** Start TEXT TO READ **

China’s sharing economy has veered sharply away from how the term was originally defined: as a peer-to-peer exchange of underutilized goods and services. Whereas, in China, “sharing” now means almost any short-term rental of a product or service activated by a smartphone and a QR code.

 

China already has 12 unicorns—private firms valued at $1 billion or more—which is more than any other country. These include top players such as Didi Chuxing, which bought Uber’s China division in 2016, and is now the world’s largest ride-hailing company.

 

Newer Chinese unicorns include Mobike and Ofo, two free-floating bike sharing firms that innovated on a familiar model by allowing customers to park their bikes anywhere, in contrast to the more limited, dock-based systems in Europe and the United States.

 

Have you heard about 熊猫遛娃 ? Probably not ! « Panda Baby Stroller » is actually a new stroller-sharing platform developed in 2017 by CEO Zhao Wei. So, how does it work?

 

 

            First get the wechat mini QR code program                


 

              

             

 

Then use the mini program to locate a station

 

 

 

 

Customers scan the QR code located on the station with their smartphone and pay 5CNY (0.7$) an hourly rate plus a small deposit through Alipay or WeChat Pay—two popular Chinese mobile payment apps.  And it’s actually free if you use it less than 10 minutes. Once the payment has been completed the user can unlock the hand-stroller and leave. Finally, when the ride is over the user can use his phone to find the nearest station and return the stroller.

 

This concept was developed for the growing Chinese middle class, that don’t want to buy a stroller and prefer to rent one when necessary, although the younger Chinese generation is more consumption-oriented than its predecessors, according to McKinsey, in 2012 54% of China's urban households were considered "mass middle" class, meaning they earned between US$9,000 and US$16,000 per year. But by 2022, thanks to a growing number of higher-paying tech jobs in the service industry, 54% will be classified as "upper middle" class - meaning they will earn between $16,000 and $34,000 a year.

 

None of China’s bike-sharing companies are turning a profit yet. But even as they fight for market share, the data is the destination. “Collecting data is the first goal of the sharing economy,” so we could ask ourselves if this model is either economically viable and - or sustainable for the environment.

 

Let’s hope that this concept doesn’t end up like Sharing E Umbrellas when users kept their rentals and in few days the company had lost 90% of its assets.

** End TEXT TO READ **

* GIVEN TASK 1
Render the rows as a numbered list, starting at the line containing "I'd appreciate your help finding the stack" and running through the last row, both ends included. Leave out any blank lines.
The rows are unrelated to the article on China's sharing economy.

** Start RECORD EXTRACTS **

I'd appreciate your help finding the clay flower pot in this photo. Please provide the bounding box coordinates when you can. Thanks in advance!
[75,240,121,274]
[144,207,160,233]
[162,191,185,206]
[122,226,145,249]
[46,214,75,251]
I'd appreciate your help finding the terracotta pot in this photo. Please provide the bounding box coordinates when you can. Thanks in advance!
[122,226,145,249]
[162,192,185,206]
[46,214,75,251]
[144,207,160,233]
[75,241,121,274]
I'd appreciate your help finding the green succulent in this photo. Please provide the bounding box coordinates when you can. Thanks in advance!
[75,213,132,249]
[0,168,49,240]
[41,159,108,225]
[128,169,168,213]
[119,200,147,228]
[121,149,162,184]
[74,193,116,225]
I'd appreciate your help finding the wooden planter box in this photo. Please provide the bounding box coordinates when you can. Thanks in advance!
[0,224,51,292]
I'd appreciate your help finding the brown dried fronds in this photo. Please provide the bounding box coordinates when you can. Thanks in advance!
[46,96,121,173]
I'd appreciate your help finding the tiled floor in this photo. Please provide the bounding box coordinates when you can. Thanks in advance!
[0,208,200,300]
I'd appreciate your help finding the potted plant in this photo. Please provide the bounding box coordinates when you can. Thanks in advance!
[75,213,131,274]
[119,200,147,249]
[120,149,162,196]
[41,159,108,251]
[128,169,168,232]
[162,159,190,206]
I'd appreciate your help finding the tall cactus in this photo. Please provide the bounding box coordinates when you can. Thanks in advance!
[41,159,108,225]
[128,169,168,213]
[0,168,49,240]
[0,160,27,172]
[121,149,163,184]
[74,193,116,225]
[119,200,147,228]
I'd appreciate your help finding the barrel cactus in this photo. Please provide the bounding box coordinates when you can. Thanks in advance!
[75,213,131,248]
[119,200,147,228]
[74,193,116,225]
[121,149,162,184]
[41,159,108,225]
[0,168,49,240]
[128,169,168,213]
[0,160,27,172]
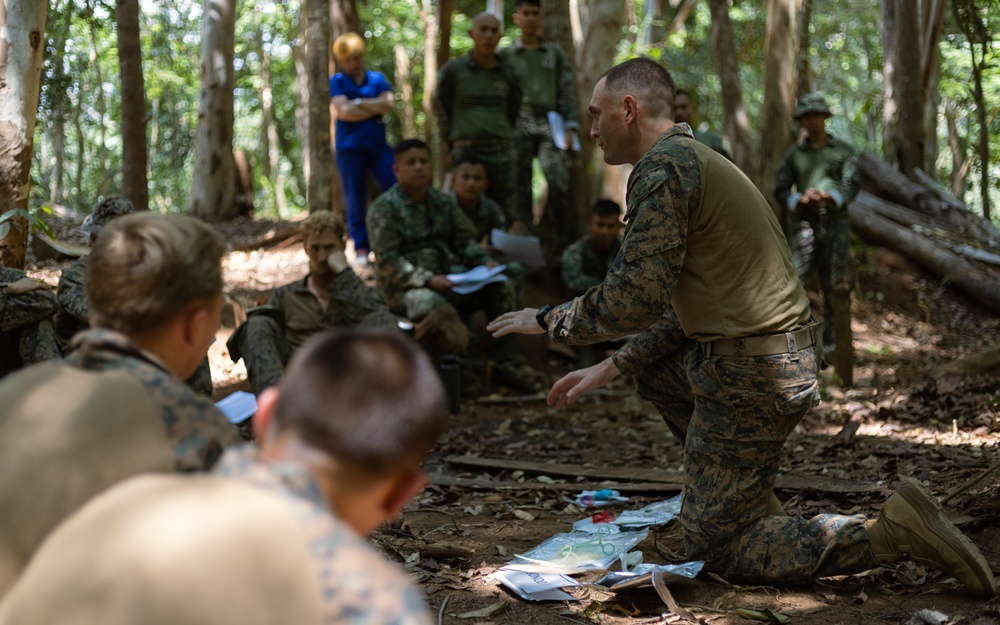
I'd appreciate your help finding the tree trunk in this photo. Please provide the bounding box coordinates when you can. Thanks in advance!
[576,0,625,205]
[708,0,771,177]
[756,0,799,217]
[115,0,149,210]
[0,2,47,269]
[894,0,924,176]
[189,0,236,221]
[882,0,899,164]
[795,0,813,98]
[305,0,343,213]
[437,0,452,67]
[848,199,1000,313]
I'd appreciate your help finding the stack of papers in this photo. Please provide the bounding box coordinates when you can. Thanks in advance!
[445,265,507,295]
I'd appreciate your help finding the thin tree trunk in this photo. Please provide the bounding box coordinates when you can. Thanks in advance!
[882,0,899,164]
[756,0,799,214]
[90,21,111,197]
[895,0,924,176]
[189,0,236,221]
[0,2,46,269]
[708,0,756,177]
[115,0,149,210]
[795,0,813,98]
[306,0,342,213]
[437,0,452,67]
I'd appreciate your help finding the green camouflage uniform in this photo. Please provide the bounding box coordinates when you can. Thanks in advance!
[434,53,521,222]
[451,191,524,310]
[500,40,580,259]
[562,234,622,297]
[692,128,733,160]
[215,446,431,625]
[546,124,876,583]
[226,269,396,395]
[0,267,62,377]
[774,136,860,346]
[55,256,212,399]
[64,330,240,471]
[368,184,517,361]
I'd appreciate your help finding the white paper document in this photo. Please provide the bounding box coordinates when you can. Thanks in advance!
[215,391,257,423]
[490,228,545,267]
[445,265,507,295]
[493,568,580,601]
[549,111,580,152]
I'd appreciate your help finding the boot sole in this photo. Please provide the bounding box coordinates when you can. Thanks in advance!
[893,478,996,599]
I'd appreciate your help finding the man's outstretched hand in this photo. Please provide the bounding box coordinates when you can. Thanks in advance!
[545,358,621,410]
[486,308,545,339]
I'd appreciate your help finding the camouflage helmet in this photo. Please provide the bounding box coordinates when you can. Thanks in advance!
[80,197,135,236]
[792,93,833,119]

** End RECORD EXTRACTS **

* GIVEN TASK 2
From the article on China's sharing economy, return the part that opens with the words containing "None of China’s" and closes with "of its assets.", copied word for word.

* PROBLEM SOLUTION 1
1. I'd appreciate your help finding the stack of papers in this photo. Please provide the bounding box coordinates when you can. Thanks in advance!
2. [445,265,507,295]
3. I'd appreciate your help finding the thin tree trunk in this photo. Please provide the bounding box coordinates when you can. Thanks in advance!
4. [882,0,899,164]
5. [756,0,799,214]
6. [90,21,111,197]
7. [895,0,924,176]
8. [189,0,236,221]
9. [0,2,46,269]
10. [708,0,756,177]
11. [115,0,149,210]
12. [795,0,813,98]
13. [306,0,342,213]
14. [437,0,452,67]
15. I'd appreciate your help finding the green camouflage uniform in this photo. Please provide the bounding box coordinates when you can. Thanks in advance!
16. [434,53,521,222]
17. [451,191,524,310]
18. [500,40,580,259]
19. [562,234,622,297]
20. [692,128,733,160]
21. [215,446,431,625]
22. [546,124,876,583]
23. [226,269,396,395]
24. [0,267,62,377]
25. [774,136,860,346]
26. [55,256,212,399]
27. [64,330,240,471]
28. [368,184,517,361]
29. I'd appreciate your help finding the white paper document in this photo. Please provide the bounding box coordinates when you can. Thanks in advance!
30. [215,391,257,423]
31. [490,228,545,267]
32. [445,265,507,295]
33. [493,568,580,601]
34. [549,111,580,152]
35. I'd appreciate your help finding the boot sole in this photo. Please provide the bounding box coordinates when you can. Thanks in advance!
36. [893,478,996,599]
37. I'd appreciate your help finding the man's outstretched hand in this photo. Please provide the bounding box coordinates when you can. Thanks in advance!
38. [545,358,621,410]
39. [486,308,545,339]
40. I'd appreciate your help finding the camouflage helmet in this photo. Please provide the bounding box coordinates when you can. Thanks in advance!
41. [80,197,135,236]
42. [792,93,833,119]

* PROBLEM SOLUTION 2
None of China’s bike-sharing companies are turning a profit yet. But even as they fight for market share, the data is the destination. “Collecting data is the first goal of the sharing economy,” so we could ask ourselves if this model is either economically viable and - or sustainable for the environment.

 

Let’s hope that this concept doesn’t end up like Sharing E Umbrellas when users kept their rentals and in few days the company had lost 90% of its assets.